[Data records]
-- -- --
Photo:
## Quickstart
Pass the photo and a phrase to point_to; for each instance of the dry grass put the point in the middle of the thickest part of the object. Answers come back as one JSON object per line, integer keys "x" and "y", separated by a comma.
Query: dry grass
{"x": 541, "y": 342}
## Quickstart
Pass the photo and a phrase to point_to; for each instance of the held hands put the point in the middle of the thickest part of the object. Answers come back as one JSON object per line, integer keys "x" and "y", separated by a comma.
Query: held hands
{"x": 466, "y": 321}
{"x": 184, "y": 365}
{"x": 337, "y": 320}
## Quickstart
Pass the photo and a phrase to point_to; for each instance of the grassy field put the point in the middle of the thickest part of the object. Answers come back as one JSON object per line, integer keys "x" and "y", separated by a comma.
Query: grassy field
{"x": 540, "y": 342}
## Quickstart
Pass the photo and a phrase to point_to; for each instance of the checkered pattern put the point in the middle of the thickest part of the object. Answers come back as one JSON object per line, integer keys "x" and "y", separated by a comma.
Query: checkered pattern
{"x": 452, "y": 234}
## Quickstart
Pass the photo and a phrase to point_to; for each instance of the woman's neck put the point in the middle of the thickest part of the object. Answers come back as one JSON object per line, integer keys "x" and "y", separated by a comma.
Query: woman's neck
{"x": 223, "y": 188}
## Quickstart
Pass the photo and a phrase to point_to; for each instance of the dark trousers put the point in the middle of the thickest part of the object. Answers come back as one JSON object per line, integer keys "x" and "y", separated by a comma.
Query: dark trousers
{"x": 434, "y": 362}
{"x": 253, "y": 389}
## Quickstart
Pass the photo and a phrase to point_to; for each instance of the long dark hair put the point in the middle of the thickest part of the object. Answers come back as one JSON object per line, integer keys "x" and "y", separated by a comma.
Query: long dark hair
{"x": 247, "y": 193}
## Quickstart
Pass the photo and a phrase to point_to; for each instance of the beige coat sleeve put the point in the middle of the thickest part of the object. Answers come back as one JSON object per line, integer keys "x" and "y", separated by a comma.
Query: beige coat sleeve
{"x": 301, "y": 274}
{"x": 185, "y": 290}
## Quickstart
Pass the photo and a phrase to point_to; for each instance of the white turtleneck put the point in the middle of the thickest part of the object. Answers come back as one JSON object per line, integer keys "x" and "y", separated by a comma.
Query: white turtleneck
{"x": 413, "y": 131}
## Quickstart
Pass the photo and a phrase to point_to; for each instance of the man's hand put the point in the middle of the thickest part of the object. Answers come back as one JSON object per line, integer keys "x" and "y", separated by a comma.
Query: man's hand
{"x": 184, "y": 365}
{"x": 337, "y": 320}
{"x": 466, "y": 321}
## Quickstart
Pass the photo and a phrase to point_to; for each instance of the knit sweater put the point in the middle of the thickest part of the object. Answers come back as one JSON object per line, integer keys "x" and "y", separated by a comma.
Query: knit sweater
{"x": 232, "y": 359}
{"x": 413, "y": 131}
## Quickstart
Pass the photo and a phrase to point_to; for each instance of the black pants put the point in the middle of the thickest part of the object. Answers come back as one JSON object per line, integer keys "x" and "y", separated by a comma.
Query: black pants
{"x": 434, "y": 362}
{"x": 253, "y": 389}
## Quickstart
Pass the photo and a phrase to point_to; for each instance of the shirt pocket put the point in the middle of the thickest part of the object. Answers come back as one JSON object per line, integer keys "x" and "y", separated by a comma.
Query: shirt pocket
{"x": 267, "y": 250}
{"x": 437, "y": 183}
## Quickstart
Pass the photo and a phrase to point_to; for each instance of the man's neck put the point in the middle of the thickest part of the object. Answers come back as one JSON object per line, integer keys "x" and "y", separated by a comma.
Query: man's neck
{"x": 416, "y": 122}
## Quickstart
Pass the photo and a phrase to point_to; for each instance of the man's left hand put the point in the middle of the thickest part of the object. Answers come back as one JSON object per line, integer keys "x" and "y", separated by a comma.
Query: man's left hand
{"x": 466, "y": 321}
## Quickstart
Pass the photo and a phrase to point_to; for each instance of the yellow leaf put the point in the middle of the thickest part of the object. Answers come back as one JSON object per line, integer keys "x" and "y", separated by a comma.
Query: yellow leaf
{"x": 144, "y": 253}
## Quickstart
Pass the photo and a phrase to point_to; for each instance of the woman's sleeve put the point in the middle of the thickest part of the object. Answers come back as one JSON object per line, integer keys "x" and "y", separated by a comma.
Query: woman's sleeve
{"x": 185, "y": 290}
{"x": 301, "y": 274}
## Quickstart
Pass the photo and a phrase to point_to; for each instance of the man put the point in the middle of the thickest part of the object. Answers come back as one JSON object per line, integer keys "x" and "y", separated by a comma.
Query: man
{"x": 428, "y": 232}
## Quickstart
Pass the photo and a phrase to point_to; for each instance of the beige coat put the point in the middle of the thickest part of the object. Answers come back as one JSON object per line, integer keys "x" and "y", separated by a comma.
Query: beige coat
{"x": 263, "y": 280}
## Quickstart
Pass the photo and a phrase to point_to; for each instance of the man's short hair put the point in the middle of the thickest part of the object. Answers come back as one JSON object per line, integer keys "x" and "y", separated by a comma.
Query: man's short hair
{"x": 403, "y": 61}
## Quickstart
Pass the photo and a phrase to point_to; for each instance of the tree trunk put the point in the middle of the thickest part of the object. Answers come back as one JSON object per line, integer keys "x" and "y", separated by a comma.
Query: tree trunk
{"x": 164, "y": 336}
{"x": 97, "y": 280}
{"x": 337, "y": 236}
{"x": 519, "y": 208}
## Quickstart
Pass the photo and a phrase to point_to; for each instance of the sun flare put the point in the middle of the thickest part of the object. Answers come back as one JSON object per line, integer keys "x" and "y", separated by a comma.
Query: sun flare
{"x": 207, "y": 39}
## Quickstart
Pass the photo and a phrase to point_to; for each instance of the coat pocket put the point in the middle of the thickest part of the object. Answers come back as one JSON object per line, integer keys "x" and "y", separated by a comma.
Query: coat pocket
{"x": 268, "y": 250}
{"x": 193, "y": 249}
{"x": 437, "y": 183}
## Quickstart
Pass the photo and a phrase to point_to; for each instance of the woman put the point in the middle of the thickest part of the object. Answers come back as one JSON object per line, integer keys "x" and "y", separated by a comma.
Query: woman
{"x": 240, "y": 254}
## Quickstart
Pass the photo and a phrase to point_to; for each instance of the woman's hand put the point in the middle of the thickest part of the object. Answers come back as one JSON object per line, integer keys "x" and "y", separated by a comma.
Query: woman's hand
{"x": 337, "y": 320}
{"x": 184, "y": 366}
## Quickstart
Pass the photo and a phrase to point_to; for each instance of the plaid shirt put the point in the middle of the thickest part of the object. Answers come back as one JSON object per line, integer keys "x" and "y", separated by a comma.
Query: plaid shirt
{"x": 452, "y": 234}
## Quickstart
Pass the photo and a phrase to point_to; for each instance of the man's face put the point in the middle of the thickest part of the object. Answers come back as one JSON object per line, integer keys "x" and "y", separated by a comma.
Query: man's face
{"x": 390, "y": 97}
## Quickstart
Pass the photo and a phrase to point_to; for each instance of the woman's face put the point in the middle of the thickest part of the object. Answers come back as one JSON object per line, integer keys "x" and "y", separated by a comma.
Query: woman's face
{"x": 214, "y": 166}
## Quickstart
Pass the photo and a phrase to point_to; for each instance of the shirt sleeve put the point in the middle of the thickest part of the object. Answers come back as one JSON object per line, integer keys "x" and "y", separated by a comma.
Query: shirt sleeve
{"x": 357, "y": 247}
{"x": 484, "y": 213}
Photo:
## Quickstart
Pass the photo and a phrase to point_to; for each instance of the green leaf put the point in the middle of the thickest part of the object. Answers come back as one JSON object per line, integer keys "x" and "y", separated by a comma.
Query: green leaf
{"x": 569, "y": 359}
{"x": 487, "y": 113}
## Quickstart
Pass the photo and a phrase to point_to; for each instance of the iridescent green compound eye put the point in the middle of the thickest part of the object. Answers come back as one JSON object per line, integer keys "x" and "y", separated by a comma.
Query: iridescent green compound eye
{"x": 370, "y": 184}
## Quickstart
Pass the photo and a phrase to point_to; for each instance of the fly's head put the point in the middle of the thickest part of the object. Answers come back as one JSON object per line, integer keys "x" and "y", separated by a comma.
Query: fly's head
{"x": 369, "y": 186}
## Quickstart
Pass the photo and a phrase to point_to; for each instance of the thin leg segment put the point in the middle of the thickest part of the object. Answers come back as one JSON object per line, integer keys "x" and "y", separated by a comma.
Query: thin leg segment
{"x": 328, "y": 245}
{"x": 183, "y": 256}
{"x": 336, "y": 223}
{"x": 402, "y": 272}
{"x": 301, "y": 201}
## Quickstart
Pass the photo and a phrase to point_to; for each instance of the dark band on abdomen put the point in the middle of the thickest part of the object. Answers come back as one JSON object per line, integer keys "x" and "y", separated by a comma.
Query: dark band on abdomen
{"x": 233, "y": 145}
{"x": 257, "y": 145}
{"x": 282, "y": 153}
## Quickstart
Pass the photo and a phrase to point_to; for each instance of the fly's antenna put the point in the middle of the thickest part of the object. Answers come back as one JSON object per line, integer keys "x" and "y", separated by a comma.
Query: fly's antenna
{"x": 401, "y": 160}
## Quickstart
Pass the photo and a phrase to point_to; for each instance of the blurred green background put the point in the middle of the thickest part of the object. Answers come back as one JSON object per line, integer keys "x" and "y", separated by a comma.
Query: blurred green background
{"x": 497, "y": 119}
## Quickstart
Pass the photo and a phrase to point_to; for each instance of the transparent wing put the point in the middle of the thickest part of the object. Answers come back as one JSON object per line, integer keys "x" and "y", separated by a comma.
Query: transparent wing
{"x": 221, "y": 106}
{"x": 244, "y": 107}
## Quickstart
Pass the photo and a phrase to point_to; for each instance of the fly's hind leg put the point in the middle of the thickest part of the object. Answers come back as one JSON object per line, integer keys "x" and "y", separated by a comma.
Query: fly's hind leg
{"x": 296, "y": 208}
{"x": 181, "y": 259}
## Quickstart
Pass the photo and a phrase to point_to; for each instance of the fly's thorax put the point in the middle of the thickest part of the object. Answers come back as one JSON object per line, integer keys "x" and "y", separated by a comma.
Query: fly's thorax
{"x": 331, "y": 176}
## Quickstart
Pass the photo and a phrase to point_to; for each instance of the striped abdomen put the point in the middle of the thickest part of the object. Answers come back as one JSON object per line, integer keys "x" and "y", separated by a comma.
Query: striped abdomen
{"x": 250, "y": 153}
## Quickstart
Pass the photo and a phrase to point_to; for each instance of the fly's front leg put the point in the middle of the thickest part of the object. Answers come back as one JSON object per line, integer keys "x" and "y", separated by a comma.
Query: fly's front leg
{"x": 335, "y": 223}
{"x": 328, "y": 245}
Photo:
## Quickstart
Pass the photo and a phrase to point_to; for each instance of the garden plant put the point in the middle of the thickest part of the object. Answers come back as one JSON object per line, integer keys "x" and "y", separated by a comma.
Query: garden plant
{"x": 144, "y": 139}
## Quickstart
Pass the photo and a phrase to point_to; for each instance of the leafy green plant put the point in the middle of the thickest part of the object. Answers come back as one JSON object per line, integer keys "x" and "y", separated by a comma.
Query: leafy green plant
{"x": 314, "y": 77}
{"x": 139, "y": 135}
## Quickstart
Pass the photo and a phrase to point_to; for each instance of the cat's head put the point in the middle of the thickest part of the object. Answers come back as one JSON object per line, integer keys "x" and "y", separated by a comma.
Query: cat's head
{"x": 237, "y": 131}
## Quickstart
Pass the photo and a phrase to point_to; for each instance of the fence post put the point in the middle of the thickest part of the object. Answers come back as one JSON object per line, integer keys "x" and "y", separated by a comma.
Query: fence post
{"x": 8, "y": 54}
-- -- --
DO THIS: Reproduce the entries from their start through the line containing "Query: dry grass", both ends included, with "Getting Started" substituted for "Quickstart" and nothing else changed.

EXERCISE RESULT:
Photo:
## Getting Started
Pass the photo and a phrase to point_to; for each instance of the dry grass put the point in the middle of the thickest part of the object. Answers come back as one JSON object per line, integer keys "x" and "y", separated by a comma.
Query: dry grass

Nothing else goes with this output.